- GIVEN REQUEST 1 -
Return every line of the records below word for word, without leaving out any line.

>> BEGIN SOURCE DOCUMENT

Option 2: External SQL File

actions:
  - name: customer_enrichment
    type: transform
    transform_type: sql
    source: v_customer_bronze
    target: v_customer_enriched
    sql_path: "sql/customer_enrichment.sql"
    description: "Enrich customer data with additional attributes"

Anatomy of an SQL transform action

name: Unique name for this action within the FlowGroup
type: Action type - transforms data from one view to another
transform_type: Specifies this is an SQL-based transformation
source: Name of the input view to transform
target: Name of the output view to create
sql: SQL statement that defines the transformation logic (inline option)
sql_path: Path to external .sql file (external file option)
description: Optional documentation for the action

See also

For SQL syntax see the Databricks SQL documentation.
Stream syntax: Use stream(view_name) for streaming transformations

Important

SQL transforms can use stream() function for streaming data or direct view references for batch processing. Column aliasing and data type transformations are common patterns in bronze layer cleansing.

Note

File Substitution Support

Substitution variables work in both inline SQL and external SQL files (sql_path). The same ${token} and ${secret:scope/key} syntax from YAML works in .sql files. Files are processed for substitutions before query execution.

Warning

When writing SQL statements, if your source or target is a streaming table you must use the stream() function. For example: `` FROM stream(v_customer_raw) ``

Note

File Organization: When using sql_path, the path is relative to your YAML file location. Common practice is to create a sql/ folder alongside your pipeline YAML files.

The above YAML examples translate to the following PySpark code

For inline SQL:

from pyspark import pipelines as dp

@dp.temporary_view(comment="Cleanse and standardize customer data for bronze layer")
def v_customer_bronze_cleaned():
    """Cleanse and standardize customer data for bronze layer"""
    return spark.sql("""
        SELECT
          c_custkey as customer_id,
          c_name as name,
          c_address as address,
          c_nationkey as nation_id,
          c_phone as phone,
          c_acctbal as account_balance,
          c_mktsegment as market_segment,
          c_comment as comment,
          _source_file_path,
          _source_file_size,
          _source_file_modification_time,
          _record_hash,
          _processing_timestamp
        FROM stream(v_customer_raw)
    """)

For external SQL file:

from pyspark import pipelines as dp

@dp.temporary_view(comment="Enrich customer data with additional attributes")

>> END SOURCE DOCUMENT

- GIVEN REQUEST 2 -
Reproduce the passage of the SQL transform documentation starting with "description: Optional documentation" and going on through "bronze layer cleansing.", swapping "batch processing" for "bulk processing".

>> BEGIN RECORDS

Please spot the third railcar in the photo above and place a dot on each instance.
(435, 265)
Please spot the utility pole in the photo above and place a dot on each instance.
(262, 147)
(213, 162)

>> END RECORDS

- COMPLETE OUTPUT 1 -
Please spot the third railcar in the photo above and place a dot on each instance.
(435, 265)
Please spot the utility pole in the photo above and place a dot on each instance.
(262, 147)
(213, 162)

- COMPLETE OUTPUT 2 -
description: Optional documentation for the action

See also

For SQL syntax see the Databricks SQL documentation.
Stream syntax: Use stream(view_name) for streaming transformations

Important

SQL transforms can use stream() function for streaming data or direct view references for bulk processing. Column aliasing and data type transformations are common patterns in bronze layer cleansing.